- **PROBLEM TO WORK ON**
Find each row below that contains the word "stack", and copy every such row in full.
********
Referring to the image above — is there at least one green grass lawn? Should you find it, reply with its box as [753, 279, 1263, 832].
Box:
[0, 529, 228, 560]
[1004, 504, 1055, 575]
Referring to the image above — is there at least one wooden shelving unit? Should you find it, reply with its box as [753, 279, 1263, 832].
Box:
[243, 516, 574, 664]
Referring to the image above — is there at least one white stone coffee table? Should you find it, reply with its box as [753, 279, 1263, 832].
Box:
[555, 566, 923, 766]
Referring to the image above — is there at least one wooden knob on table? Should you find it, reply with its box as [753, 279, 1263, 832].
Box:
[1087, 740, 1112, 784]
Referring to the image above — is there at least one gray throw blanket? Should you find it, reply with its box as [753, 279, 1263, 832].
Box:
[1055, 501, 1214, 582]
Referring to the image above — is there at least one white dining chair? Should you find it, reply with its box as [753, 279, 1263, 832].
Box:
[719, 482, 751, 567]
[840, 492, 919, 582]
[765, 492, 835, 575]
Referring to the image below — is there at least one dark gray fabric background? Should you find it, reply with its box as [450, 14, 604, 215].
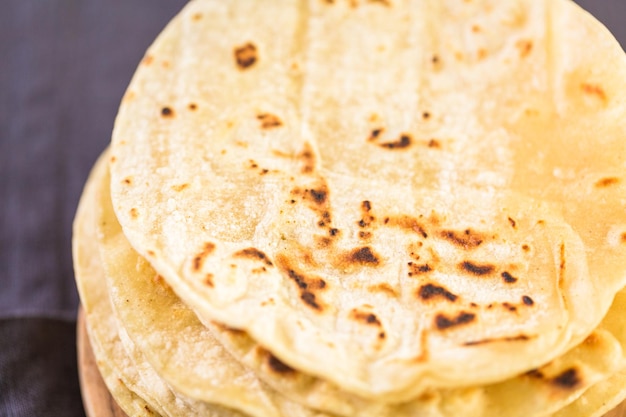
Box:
[0, 0, 626, 417]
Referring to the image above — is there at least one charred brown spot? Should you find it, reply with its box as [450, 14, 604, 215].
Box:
[234, 248, 273, 266]
[428, 139, 441, 149]
[515, 39, 533, 58]
[350, 308, 382, 327]
[439, 229, 484, 249]
[595, 177, 619, 188]
[380, 133, 411, 149]
[346, 246, 380, 266]
[459, 261, 495, 275]
[500, 271, 517, 284]
[417, 284, 459, 302]
[192, 242, 215, 272]
[526, 369, 544, 379]
[300, 291, 322, 311]
[407, 262, 433, 277]
[267, 353, 295, 374]
[276, 254, 326, 311]
[256, 113, 283, 129]
[580, 83, 607, 102]
[172, 183, 190, 192]
[307, 189, 328, 204]
[435, 311, 476, 330]
[235, 42, 258, 70]
[367, 282, 398, 297]
[551, 368, 582, 389]
[161, 106, 174, 118]
[367, 127, 384, 141]
[298, 142, 315, 174]
[502, 303, 517, 312]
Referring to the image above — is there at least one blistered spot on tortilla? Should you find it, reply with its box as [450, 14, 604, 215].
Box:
[344, 246, 380, 266]
[502, 302, 517, 313]
[235, 42, 258, 70]
[256, 113, 283, 129]
[580, 83, 608, 103]
[500, 271, 517, 284]
[350, 308, 382, 327]
[367, 282, 398, 298]
[233, 248, 273, 266]
[515, 39, 533, 58]
[407, 262, 433, 277]
[267, 352, 295, 375]
[463, 334, 531, 346]
[298, 142, 315, 174]
[507, 217, 517, 229]
[191, 242, 215, 272]
[439, 229, 485, 250]
[594, 177, 619, 188]
[417, 283, 459, 302]
[276, 254, 327, 311]
[172, 183, 191, 192]
[550, 368, 582, 389]
[300, 291, 323, 311]
[379, 133, 411, 149]
[202, 273, 214, 288]
[161, 106, 174, 119]
[459, 261, 495, 275]
[367, 127, 385, 141]
[435, 311, 476, 330]
[426, 139, 441, 149]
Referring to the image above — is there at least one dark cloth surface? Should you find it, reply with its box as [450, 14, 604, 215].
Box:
[0, 0, 626, 417]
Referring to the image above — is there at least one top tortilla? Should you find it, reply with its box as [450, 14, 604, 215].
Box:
[110, 0, 626, 401]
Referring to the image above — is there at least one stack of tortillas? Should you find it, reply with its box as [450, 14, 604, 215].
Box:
[74, 0, 626, 417]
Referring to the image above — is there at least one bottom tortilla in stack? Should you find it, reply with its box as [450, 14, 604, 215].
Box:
[74, 150, 626, 417]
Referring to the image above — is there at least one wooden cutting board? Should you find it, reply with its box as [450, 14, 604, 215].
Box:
[77, 310, 626, 417]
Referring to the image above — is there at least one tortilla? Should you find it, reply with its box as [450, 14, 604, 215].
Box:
[111, 0, 626, 402]
[72, 151, 243, 417]
[99, 148, 626, 417]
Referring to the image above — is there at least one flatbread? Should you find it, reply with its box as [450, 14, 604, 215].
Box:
[111, 0, 626, 402]
[72, 152, 245, 417]
[99, 150, 626, 417]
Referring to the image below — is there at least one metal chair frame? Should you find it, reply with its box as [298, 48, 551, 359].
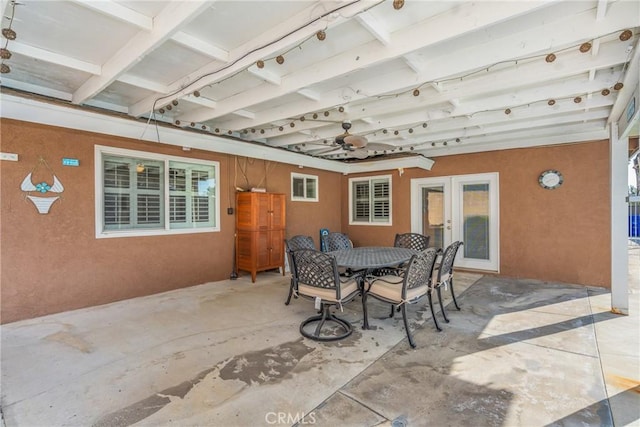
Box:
[284, 234, 316, 305]
[435, 240, 464, 323]
[362, 248, 442, 348]
[292, 249, 361, 341]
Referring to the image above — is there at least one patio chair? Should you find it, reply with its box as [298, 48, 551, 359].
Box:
[393, 233, 430, 251]
[362, 248, 442, 348]
[284, 235, 316, 305]
[322, 231, 353, 252]
[435, 241, 464, 323]
[293, 249, 360, 341]
[373, 233, 430, 276]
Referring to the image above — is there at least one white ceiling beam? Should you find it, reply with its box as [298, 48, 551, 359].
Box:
[596, 0, 608, 21]
[180, 94, 218, 108]
[408, 109, 609, 148]
[2, 76, 73, 101]
[118, 74, 167, 92]
[73, 1, 211, 106]
[416, 129, 609, 162]
[231, 110, 256, 119]
[297, 89, 321, 101]
[171, 31, 229, 62]
[215, 2, 638, 129]
[247, 65, 282, 86]
[609, 39, 640, 123]
[185, 1, 546, 122]
[258, 42, 625, 145]
[129, 0, 376, 119]
[73, 0, 153, 31]
[356, 12, 391, 46]
[9, 40, 102, 76]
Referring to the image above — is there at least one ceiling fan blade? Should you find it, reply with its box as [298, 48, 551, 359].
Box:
[343, 135, 367, 148]
[351, 148, 369, 159]
[367, 142, 398, 151]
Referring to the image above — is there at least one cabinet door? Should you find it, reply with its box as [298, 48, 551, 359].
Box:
[270, 194, 285, 229]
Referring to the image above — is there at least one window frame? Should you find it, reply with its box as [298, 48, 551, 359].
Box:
[94, 145, 221, 239]
[291, 172, 320, 202]
[349, 175, 393, 227]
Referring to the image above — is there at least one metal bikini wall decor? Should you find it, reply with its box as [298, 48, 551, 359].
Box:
[20, 157, 64, 214]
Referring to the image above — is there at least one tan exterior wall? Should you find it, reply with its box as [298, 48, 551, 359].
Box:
[342, 141, 611, 287]
[0, 119, 342, 323]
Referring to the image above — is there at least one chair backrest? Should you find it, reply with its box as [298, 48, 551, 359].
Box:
[393, 233, 430, 251]
[438, 240, 463, 282]
[322, 232, 353, 252]
[284, 234, 316, 276]
[402, 248, 438, 299]
[292, 249, 340, 300]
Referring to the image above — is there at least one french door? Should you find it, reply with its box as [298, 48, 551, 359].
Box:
[411, 173, 500, 271]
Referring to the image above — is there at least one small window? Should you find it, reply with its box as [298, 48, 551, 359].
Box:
[95, 146, 220, 237]
[349, 175, 391, 225]
[291, 173, 318, 202]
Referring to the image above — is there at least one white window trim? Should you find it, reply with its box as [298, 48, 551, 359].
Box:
[349, 175, 393, 227]
[291, 172, 320, 202]
[94, 145, 221, 239]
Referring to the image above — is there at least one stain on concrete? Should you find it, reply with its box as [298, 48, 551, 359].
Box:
[93, 394, 171, 427]
[220, 338, 314, 385]
[45, 331, 93, 353]
[93, 338, 314, 427]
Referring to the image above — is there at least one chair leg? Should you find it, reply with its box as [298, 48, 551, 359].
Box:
[449, 277, 460, 310]
[284, 279, 293, 305]
[300, 304, 353, 341]
[427, 292, 442, 332]
[402, 304, 416, 348]
[362, 291, 369, 329]
[436, 286, 449, 323]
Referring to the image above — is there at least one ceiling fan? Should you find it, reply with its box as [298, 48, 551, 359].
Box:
[302, 120, 394, 159]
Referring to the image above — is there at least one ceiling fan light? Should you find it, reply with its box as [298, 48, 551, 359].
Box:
[580, 42, 591, 53]
[2, 28, 15, 40]
[616, 30, 633, 42]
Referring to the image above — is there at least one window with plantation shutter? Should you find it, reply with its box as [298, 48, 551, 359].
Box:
[291, 172, 318, 202]
[349, 175, 391, 225]
[96, 146, 220, 237]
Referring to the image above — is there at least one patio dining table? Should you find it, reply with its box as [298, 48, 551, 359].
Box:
[329, 246, 418, 271]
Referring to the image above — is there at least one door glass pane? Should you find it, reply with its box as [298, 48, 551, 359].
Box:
[422, 186, 444, 248]
[462, 183, 489, 260]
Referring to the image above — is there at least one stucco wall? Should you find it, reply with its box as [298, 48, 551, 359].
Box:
[0, 119, 341, 323]
[342, 141, 611, 287]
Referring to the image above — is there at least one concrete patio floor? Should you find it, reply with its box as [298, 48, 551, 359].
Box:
[1, 246, 640, 427]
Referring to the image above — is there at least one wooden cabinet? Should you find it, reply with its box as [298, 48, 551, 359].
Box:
[236, 193, 286, 282]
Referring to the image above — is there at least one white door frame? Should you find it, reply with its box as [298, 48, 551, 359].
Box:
[411, 172, 500, 272]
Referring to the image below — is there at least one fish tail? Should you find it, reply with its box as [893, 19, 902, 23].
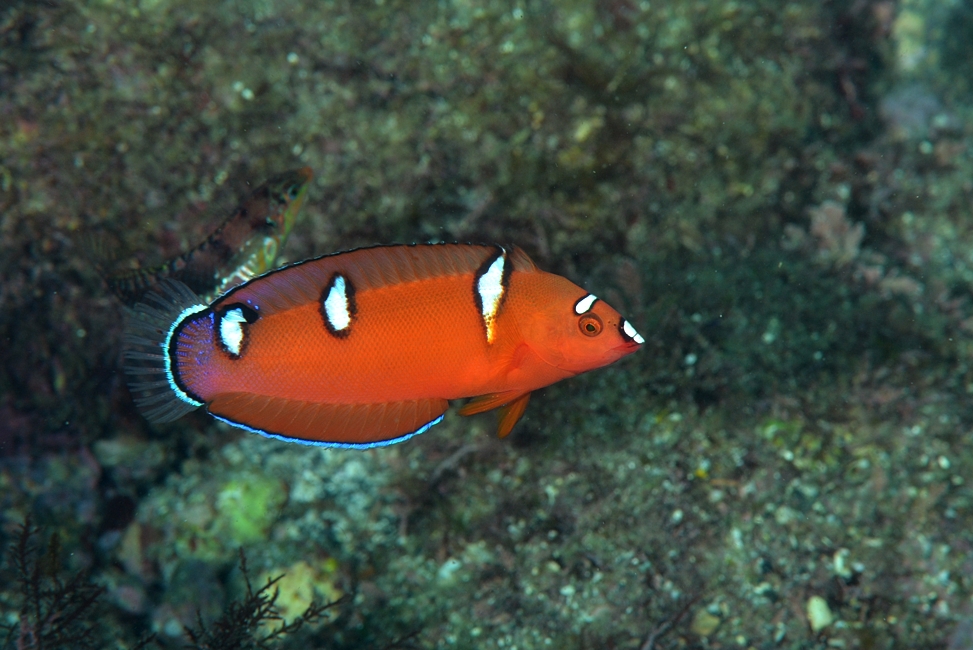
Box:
[122, 279, 206, 422]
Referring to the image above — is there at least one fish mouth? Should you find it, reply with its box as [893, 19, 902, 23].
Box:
[612, 341, 642, 356]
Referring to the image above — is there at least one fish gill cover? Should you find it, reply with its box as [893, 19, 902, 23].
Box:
[0, 0, 973, 648]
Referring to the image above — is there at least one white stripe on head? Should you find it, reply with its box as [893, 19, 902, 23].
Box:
[476, 249, 507, 343]
[574, 293, 598, 316]
[622, 320, 645, 345]
[324, 275, 351, 332]
[220, 307, 247, 357]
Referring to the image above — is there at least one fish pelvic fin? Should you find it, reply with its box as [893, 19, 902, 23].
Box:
[497, 393, 530, 438]
[122, 279, 207, 422]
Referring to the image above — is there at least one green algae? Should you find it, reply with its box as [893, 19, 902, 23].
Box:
[0, 0, 973, 649]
********
- **WORKED ANSWER**
Referring to the image above — is there at least one stack of tortillas? Should you find it, reply with its box as [450, 14, 604, 215].
Referring to the image above — is there at least one bottom tortilla in stack? Should you find it, reply with its box as [450, 14, 604, 215].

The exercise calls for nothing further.